■ Instructions:
1. In the interview about Philip Roth's post-war America, which three novels make up Roth's American Trilogy?
2. Please extend the interview about Philip Roth's post-war America, picking up right after its final sentence.
##### Given text
Surveying Philip Roth’s Post-War America

Ann Basu discusses how Philip Roth reveals the contradictions at the heart of American identity
Ann Basu, States of Trial: Manhood in Philip Roth's Post-War America (Bloomsbury, 2016)
Ann Basu, States of Trial: Manhood in Philip Roth’s Post-War America (Bloomsbury, 2016)

What motivated you to write States of Trial?

My imagination was lit, in particular, by the historical perspectives of Roth’s American Trilogy: American Pastoral, (1997) I Married a Communist (1998) and The Human Stain (2000) as well as its forerunner, Operation Shylock (1993) and a slightly later novel, The Plot Against America (2004). I became fascinated by how Roth tests narratives about both national and male identity to the point of destruction, uncovering the contradictions within concepts of American identity. Roth displays a powerful sense of conflicting historical forces impacting on personal identity, combining this with portraits of individuals tormented by contradictions in their own lives; contradictions that may both stretch and limit them. I found these major late-career novels compelling and wanted to write about them. The trial, a resonant concept in terms of American history and personal identity with its connotations of testing, suffering and also experimentation, was a good lens, I thought. It was productive for me, anyway.
##########
##### Records supplied
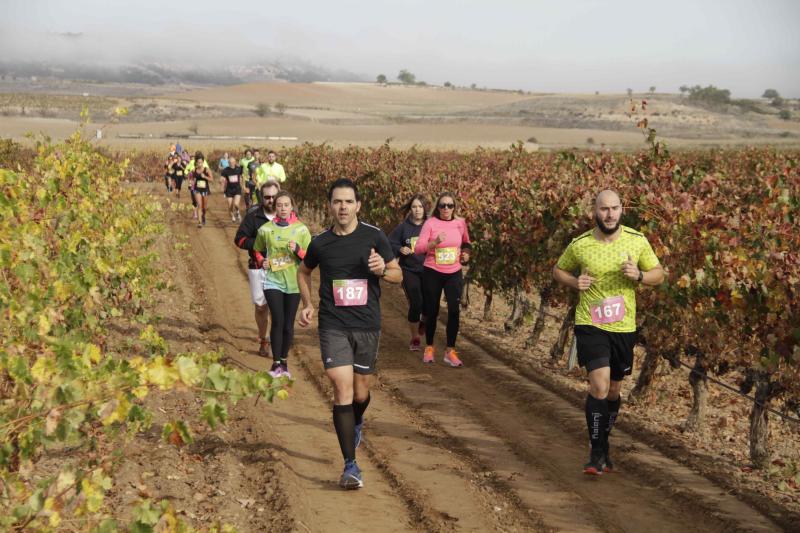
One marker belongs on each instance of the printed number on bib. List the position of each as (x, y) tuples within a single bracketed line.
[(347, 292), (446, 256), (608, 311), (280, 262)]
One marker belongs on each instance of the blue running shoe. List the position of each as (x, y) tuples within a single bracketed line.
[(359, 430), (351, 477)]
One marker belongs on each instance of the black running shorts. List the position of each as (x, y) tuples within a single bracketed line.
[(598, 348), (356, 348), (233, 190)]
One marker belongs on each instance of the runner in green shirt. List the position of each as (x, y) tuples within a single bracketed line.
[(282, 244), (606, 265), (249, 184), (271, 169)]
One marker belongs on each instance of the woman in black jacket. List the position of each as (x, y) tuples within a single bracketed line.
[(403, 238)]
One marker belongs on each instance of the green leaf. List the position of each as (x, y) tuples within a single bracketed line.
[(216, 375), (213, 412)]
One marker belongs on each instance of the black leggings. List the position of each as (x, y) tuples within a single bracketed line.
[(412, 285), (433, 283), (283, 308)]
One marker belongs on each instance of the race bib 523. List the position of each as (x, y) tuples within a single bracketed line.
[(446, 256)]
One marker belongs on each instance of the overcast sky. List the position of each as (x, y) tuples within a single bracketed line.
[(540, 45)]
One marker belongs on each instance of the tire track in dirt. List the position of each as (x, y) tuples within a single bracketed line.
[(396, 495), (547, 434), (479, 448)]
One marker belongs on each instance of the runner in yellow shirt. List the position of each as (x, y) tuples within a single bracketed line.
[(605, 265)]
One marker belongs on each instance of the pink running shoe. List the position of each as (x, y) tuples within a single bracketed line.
##########
##### Records supplied
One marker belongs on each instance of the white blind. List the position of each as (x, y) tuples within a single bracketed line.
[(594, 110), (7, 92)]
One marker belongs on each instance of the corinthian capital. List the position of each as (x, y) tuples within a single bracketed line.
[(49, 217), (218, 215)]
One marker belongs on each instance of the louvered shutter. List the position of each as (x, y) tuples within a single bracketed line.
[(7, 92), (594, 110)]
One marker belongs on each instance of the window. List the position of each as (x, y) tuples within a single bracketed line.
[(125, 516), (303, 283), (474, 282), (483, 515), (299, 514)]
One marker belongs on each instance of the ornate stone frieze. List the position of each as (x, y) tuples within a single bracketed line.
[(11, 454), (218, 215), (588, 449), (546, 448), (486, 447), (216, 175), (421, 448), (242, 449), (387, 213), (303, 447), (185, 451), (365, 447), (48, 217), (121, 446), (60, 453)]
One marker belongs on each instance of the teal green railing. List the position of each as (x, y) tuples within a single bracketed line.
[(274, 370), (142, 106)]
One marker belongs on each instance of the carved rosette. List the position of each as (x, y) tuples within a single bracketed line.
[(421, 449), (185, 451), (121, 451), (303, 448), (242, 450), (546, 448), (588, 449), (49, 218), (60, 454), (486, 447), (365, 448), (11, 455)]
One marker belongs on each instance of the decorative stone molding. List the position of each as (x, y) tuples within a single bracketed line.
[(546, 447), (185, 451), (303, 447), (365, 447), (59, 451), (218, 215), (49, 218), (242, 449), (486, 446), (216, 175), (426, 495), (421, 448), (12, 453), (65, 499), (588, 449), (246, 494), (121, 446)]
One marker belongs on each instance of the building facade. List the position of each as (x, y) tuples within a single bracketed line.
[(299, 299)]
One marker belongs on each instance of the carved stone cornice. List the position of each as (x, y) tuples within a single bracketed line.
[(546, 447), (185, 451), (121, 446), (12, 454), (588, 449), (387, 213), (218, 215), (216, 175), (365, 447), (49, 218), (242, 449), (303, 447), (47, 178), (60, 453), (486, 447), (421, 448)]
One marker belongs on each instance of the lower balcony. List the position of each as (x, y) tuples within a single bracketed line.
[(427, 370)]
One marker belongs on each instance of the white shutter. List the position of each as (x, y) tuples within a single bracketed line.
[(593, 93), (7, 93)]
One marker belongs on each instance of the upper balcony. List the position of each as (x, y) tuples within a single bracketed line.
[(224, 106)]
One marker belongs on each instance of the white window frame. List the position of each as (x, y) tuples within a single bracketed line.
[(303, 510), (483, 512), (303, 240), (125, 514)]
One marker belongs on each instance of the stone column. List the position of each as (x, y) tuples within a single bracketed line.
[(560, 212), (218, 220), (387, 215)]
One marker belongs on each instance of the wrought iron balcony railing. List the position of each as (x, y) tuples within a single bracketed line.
##########
■ Answers in order:
1. American Pastoral, I Married a Communist and The Human Stain.

2.
Could you say something about your title?

States of Trial” is of course a play on “United States” as well as meaning the condition of being on trial: I was trying to capture Roth’s preoccupation with testing national times as well as the personal picture. I explain it in the book introduction by saying, “The word ‘states’ in the title … describes both the ongoing but changeable conditions in which individuals may find themselves and the bounded space of the figuratively embodied nation, the United States, suggesting the tension Roth shows to be inherent in his protagonists’ self-making.” My subtitle, “Manhood in Philip Roth’s Post-war America” sharpens the focus to let readers know that I’m concentrating on those of his novels with a dense historical context, as well as emphasising Roth’s preoccupation with masculine identity and how that intertwines with national identity.

What is it that interests you about the work of Philip Roth?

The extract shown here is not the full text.